_Task item_. Please copy the listing below word for word, starting at its beginning and ending with the line that contains "positive clicks: (277, 157) (33, 179)". Leave the pictures out of your copy.

(Segmentation mask data)
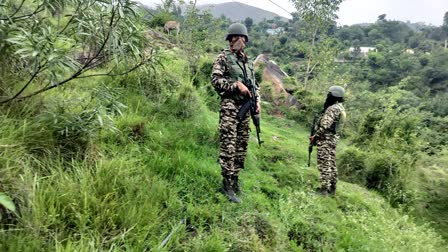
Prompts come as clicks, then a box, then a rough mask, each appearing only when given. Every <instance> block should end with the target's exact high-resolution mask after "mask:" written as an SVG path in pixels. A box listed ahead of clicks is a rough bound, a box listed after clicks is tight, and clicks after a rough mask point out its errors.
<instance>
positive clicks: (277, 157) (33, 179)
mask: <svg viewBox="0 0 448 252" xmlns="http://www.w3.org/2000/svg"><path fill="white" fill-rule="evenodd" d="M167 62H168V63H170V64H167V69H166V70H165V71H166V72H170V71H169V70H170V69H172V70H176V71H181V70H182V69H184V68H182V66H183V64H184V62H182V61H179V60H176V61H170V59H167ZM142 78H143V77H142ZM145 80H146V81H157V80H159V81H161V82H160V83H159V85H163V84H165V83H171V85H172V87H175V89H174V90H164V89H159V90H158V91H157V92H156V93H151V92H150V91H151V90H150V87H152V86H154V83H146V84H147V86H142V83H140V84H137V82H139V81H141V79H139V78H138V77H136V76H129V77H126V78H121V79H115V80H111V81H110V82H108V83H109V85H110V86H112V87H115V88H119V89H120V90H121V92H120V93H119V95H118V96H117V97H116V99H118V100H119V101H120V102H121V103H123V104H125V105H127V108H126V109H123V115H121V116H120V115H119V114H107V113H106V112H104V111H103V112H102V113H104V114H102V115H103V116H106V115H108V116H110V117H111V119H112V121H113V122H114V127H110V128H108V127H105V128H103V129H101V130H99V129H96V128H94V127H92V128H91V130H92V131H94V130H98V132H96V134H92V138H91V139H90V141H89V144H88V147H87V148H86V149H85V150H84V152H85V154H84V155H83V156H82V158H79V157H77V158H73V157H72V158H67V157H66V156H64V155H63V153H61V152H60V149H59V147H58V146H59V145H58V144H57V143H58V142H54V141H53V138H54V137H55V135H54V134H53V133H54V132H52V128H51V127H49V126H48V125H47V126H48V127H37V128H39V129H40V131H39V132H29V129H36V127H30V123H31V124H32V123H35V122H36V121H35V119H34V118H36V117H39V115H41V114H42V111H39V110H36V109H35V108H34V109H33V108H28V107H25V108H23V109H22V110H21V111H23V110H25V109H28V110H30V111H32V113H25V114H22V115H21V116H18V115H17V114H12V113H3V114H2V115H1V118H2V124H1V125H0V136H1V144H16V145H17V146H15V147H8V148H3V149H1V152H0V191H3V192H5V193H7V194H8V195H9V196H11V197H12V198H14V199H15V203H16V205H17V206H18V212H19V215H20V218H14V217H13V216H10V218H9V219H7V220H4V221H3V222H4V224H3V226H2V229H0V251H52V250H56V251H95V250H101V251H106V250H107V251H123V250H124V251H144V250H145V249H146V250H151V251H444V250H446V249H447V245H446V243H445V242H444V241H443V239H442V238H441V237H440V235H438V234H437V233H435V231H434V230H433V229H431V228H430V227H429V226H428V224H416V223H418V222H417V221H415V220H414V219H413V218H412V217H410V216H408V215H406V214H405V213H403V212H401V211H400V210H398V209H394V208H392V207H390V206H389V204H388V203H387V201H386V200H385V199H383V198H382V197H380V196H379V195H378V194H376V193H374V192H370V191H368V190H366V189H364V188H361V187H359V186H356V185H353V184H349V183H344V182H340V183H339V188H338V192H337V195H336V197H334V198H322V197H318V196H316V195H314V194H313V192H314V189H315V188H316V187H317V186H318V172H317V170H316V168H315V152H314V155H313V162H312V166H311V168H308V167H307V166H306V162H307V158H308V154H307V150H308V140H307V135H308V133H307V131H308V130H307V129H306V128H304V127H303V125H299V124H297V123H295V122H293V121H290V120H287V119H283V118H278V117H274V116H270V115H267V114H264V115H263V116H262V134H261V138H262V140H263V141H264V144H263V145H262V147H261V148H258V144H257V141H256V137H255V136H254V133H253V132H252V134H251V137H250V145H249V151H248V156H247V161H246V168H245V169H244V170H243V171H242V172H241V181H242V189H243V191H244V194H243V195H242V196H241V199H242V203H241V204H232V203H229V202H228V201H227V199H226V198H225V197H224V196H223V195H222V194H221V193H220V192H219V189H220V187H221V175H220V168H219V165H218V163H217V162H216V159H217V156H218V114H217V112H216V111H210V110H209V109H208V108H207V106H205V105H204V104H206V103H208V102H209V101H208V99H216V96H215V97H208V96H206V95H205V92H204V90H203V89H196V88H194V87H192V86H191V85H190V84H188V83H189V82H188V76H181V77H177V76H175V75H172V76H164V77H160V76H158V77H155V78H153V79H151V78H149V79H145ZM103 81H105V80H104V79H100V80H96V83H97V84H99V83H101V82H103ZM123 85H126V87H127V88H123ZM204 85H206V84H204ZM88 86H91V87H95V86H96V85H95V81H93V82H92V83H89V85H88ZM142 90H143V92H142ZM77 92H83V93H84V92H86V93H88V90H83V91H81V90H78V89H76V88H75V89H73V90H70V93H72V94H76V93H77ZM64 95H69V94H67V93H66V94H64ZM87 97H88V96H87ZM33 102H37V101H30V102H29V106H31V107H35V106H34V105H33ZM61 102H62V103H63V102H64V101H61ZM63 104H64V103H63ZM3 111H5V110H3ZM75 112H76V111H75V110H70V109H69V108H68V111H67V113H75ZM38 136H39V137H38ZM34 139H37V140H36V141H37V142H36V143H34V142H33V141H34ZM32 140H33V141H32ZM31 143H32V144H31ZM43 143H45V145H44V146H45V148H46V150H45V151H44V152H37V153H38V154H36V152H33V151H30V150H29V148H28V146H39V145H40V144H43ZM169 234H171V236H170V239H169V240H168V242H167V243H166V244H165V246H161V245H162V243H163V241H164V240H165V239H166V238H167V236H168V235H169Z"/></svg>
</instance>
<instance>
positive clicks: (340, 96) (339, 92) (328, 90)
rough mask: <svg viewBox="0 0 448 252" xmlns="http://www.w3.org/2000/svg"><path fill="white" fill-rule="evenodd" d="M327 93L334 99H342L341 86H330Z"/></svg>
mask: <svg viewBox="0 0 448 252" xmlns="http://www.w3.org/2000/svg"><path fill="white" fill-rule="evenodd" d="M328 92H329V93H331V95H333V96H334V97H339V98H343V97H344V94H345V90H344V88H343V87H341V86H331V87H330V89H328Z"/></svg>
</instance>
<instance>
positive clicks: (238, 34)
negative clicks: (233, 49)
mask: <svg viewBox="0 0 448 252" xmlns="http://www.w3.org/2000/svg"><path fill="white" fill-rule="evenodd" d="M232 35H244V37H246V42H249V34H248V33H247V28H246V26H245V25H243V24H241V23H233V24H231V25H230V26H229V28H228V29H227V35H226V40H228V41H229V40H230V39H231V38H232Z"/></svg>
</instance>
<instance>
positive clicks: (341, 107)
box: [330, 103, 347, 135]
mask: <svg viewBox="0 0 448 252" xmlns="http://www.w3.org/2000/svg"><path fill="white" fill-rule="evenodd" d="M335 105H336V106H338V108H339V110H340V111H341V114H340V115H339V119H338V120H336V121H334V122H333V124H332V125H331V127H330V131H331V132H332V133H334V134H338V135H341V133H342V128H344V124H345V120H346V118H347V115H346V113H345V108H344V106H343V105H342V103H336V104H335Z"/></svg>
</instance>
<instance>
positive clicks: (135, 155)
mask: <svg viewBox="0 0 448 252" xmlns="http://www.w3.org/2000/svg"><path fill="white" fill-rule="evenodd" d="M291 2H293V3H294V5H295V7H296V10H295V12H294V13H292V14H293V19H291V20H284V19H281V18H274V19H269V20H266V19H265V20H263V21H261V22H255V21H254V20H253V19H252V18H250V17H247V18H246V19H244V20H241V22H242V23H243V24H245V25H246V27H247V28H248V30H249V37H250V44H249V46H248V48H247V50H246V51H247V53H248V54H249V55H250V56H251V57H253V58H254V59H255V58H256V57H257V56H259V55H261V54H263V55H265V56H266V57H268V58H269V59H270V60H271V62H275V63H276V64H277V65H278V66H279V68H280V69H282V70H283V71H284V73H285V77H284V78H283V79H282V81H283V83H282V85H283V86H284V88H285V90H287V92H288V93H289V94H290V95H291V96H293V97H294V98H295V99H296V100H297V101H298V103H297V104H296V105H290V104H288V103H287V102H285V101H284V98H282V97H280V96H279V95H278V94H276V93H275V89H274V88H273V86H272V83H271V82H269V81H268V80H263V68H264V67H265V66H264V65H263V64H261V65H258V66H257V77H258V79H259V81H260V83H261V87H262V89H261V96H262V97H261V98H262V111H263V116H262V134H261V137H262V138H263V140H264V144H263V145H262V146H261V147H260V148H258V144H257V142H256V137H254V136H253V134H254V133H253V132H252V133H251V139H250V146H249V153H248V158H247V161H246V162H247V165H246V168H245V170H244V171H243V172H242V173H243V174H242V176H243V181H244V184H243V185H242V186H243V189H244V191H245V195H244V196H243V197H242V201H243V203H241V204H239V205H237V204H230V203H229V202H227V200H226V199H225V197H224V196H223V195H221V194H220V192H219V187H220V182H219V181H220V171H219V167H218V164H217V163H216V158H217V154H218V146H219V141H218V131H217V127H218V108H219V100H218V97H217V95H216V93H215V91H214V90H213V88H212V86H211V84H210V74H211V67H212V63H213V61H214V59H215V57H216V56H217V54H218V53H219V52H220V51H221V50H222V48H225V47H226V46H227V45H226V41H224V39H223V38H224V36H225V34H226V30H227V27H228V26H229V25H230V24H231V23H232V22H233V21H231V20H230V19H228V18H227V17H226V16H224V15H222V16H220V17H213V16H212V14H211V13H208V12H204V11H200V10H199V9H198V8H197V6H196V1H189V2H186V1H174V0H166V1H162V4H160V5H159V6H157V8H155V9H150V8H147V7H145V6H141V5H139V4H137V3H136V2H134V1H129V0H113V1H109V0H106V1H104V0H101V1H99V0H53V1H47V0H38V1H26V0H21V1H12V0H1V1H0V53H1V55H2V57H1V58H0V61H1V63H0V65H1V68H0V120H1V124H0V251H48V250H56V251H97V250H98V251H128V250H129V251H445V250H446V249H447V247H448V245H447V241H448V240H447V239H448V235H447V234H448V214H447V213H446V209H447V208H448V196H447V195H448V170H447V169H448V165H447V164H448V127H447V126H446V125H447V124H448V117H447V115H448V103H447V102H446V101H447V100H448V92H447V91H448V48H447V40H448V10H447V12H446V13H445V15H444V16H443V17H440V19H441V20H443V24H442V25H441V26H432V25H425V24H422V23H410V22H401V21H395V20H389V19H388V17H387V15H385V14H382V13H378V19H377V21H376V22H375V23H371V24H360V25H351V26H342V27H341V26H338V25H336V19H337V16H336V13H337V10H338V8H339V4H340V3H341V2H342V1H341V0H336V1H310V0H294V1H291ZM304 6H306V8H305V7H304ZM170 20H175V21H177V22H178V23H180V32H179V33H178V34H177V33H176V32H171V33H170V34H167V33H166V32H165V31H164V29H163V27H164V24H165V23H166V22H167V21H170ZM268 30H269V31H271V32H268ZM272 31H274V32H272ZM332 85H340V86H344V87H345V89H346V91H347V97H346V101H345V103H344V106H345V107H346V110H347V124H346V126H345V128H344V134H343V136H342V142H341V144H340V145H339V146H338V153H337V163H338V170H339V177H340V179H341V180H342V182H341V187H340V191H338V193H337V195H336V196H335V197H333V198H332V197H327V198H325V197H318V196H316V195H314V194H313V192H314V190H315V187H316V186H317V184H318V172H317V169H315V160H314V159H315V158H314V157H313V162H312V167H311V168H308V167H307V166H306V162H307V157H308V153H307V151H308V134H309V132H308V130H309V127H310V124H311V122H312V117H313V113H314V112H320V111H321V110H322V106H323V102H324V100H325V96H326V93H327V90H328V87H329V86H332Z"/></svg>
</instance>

_Response_.
Prompts come as clicks, then a box, then a rough mask, each appearing only when given. Every <instance> block should end with the target's exact high-resolution mask after "mask:" written as an SVG path in pixels. A box listed ahead of clicks is a rough bound, a box listed after clicks is tight, and clicks after a rough mask point out its errors.
<instance>
positive clicks: (277, 157) (33, 179)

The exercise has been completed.